▶ EXTRACT:

=======

/Video-Sync-GUI

Video Sync GUI

Primary LanguagePython

Video/Audio Sync & Merge — PySide6 Edition

A focused desktop tool to analyze A/V timing and perform a lossless MKV remux with predictable, auditable behavior.
The app discovers delays, applies a positive‑only global shift (so no content gets trimmed), handles chapters and subtitles, and writes a mkvmerge options file you can inspect and replay.

Scope of this README
This document describes the baseline application — the exact code you shared (before any experimental “expert/advanced repair” features). It is intentionally exhaustive so a new contributor can understand end‑to‑end behavior and implementation details.


Table of Contents


Key Ideas

  • Lossless by design: the pipeline never applies negative per‑track delays that could discard leading content. We transform all timings into a non‑negative scheme via a global shift.
  • Deterministic & auditable: we construct the mkvmerge command as a token array and persist it (opts.json). You can read, diff, and replay it.
  • Separation of concerns: analysis, planning, extraction, subtitles, chapters, and merging are isolated but connected through explicit data structures.
  • Language‑aware analysis (optional): reference/target audio stream selection can prefer a specific language tag (e.g., jpn, eng) to improve correlation robustness.

Architecture

repo-root/
├─ main.py                      # App entry point
├─ vsg_core/                    # Headless engine
│  ├─ analysis.py               # Delay discovery (Audio XCorr, VideoDiff)
│  ├─ config.py                 # Settings load/save, defaults, dir creation
│  ├─ job_discovery.py          # Single-file & folder batch discovery
│  ├─ mkv_utils.py              # mkvmerge/mkvextract helpers, demux, chapters
│  ├─ pipeline.py               # Orchestration of a full job
│  ├─ process.py                # Command runner with compact logging
│  └─ subtitle_utils.py         # SRT→ASS, rescale, font-size multiply
└─ vsg_qt/                      # PySide6 GUI
   ├─ main_window.py            # Main window, file pickers, log, actions
   ├─ worker.py                 # Threaded job runner (no UI freeze)

=======

▶ MATERIAL PROVIDED:

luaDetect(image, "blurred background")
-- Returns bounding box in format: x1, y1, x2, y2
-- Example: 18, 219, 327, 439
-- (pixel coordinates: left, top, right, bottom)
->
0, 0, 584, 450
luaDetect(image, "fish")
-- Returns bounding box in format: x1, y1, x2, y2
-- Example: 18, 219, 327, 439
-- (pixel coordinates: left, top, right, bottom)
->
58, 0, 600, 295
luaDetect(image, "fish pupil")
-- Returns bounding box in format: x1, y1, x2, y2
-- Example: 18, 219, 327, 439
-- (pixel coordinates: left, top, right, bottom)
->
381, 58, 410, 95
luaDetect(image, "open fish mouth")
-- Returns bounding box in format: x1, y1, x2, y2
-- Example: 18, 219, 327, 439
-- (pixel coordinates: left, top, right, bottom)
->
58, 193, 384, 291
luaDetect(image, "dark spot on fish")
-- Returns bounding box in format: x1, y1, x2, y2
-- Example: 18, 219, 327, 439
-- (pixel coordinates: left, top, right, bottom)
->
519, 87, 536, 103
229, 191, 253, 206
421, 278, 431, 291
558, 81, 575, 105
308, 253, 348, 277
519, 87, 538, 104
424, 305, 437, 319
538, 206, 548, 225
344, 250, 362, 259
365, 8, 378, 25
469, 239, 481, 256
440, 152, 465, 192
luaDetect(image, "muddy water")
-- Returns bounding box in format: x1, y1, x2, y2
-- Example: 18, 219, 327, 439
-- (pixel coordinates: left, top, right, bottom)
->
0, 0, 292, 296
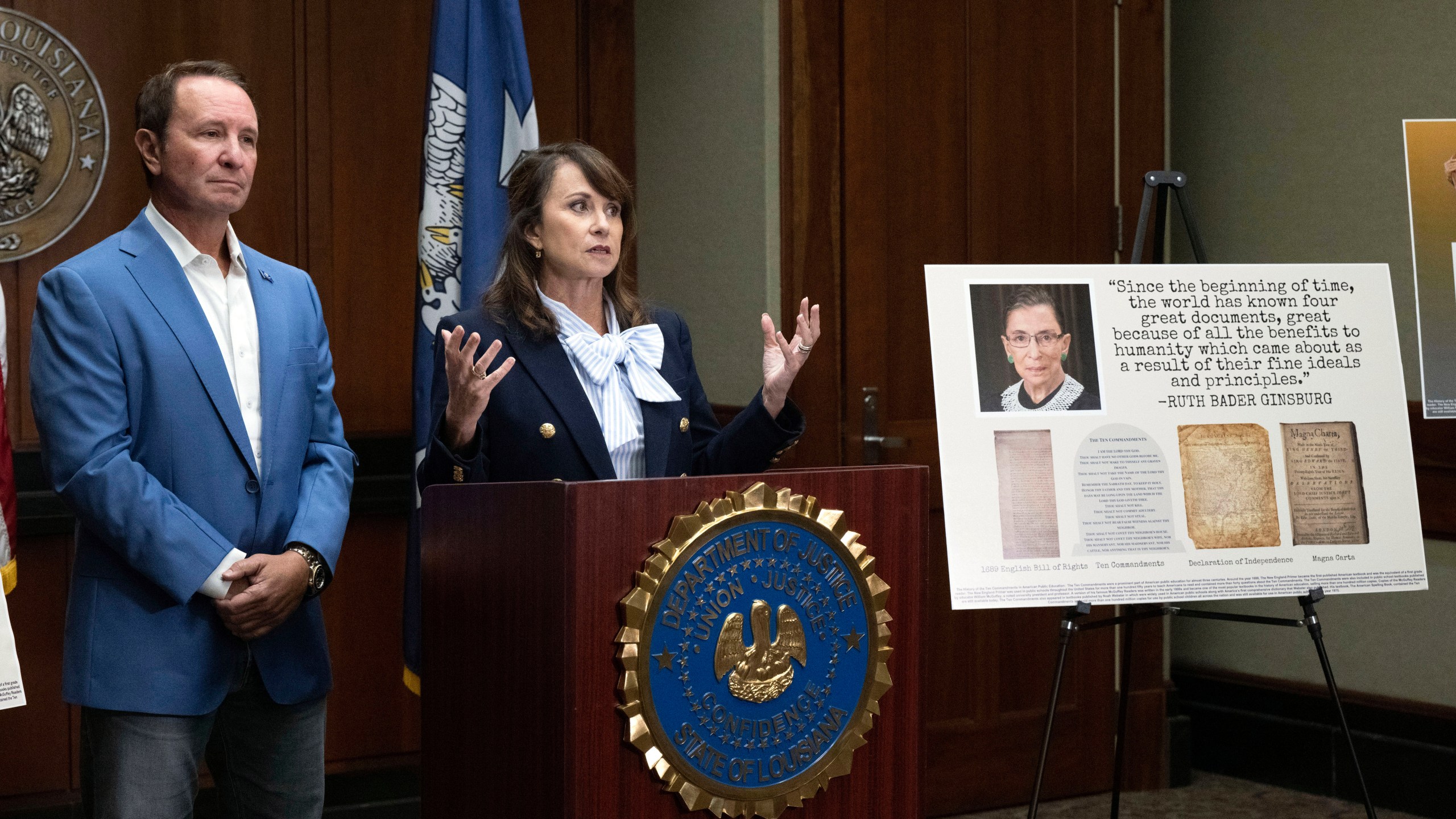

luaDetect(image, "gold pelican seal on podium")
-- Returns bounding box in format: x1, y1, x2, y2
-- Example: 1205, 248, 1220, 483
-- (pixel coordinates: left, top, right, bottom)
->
713, 601, 809, 702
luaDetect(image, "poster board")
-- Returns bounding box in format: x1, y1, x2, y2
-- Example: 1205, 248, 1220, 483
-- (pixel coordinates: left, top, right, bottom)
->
1401, 119, 1456, 418
0, 586, 25, 711
926, 264, 1427, 609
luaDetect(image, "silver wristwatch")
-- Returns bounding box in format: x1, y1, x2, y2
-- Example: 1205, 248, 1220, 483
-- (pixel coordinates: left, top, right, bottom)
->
288, 544, 329, 598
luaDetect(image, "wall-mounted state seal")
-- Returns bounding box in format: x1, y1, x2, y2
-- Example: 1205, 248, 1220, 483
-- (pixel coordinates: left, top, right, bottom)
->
0, 9, 111, 262
616, 482, 891, 819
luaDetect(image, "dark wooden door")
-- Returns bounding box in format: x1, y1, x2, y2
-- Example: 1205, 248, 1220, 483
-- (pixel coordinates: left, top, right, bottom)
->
780, 0, 1162, 816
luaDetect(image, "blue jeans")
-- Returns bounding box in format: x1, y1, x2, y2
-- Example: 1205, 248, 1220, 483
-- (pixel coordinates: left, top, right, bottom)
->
81, 650, 325, 819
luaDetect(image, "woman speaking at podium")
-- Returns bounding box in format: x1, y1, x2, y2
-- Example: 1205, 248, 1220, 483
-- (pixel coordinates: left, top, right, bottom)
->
419, 143, 820, 488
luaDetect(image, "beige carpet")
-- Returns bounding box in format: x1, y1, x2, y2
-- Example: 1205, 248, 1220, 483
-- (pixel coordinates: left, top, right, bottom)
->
958, 771, 1415, 819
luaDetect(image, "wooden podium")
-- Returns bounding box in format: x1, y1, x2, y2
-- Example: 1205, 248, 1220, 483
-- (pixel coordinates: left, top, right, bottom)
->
421, 466, 928, 819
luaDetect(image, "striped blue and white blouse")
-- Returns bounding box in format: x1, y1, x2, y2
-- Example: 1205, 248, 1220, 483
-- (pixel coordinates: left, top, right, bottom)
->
536, 288, 679, 478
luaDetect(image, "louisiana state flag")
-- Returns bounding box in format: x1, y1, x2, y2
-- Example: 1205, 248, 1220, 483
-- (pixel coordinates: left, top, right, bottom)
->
403, 0, 540, 694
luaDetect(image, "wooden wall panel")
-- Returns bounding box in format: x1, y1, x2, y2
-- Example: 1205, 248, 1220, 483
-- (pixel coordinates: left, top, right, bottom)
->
307, 0, 431, 436
322, 514, 419, 762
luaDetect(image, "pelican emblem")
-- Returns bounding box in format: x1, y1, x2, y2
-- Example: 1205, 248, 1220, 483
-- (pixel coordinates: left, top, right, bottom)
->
0, 83, 51, 201
713, 592, 808, 702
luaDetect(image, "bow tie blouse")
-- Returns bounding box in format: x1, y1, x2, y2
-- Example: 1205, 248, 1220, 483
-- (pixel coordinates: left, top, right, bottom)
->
536, 288, 679, 478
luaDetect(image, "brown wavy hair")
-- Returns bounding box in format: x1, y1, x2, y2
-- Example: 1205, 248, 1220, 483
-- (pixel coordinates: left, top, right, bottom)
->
482, 142, 651, 337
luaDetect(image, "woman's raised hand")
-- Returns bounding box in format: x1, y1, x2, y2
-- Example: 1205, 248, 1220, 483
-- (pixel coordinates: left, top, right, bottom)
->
759, 299, 820, 418
440, 326, 515, 449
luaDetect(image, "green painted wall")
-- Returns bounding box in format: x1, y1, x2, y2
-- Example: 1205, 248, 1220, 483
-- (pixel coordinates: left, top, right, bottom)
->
636, 0, 779, 404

=======

▶ GIVEN EXERCISE:
What does the Video Sync GUI readme describe? Answer in two sentences. The items come from a different source than the text.

▶ EXERCISE RESULT:
Video Sync GUI is a PySide6 desktop tool, written in Python, that analyzes audio/video timing and performs a lossless MKV remux. It discovers delays, applies a positive-only global shift so no content is trimmed, handles chapters and subtitles, and writes an mkvmerge options file that can be inspected and replayed, with its code split between a headless engine (vsg_core) and a PySide6 GUI (vsg_qt).